* Problem to solve:
Copy the stretch of the material below from the line containing "block. Keep to one point per instance." through the line containing "(1049, 472)", leaving every wording line unchanged and raising each coordinate by 33. Give only that stretch.

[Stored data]

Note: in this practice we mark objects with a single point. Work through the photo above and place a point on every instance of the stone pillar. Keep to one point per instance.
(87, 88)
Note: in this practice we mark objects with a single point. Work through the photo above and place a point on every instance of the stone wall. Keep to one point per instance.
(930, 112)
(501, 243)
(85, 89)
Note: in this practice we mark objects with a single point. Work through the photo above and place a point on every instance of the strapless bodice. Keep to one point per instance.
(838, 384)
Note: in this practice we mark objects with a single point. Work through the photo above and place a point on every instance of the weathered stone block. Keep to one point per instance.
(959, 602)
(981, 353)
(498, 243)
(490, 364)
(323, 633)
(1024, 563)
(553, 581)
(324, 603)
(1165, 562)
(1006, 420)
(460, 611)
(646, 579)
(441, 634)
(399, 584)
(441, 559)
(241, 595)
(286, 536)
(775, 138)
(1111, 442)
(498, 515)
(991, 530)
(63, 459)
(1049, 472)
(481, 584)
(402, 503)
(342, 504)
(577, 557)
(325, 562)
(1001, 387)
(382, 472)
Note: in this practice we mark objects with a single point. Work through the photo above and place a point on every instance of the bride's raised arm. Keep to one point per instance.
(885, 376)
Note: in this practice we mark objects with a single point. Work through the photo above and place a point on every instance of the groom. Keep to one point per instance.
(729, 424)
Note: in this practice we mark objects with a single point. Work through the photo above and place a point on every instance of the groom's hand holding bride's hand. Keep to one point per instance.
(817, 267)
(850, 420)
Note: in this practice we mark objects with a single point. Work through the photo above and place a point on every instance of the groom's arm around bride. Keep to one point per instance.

* Exercise answer:
Note: in this practice we mark objects with a single point. Work through the photo above and place a point on every instance of the weathered stone block. Keep to one point per instance.
(992, 635)
(1014, 386)
(531, 276)
(523, 397)
(356, 666)
(1057, 596)
(586, 614)
(357, 636)
(1198, 595)
(1039, 453)
(493, 644)
(679, 612)
(474, 667)
(432, 617)
(474, 592)
(274, 628)
(319, 569)
(808, 171)
(1144, 475)
(531, 548)
(1024, 563)
(96, 492)
(1082, 505)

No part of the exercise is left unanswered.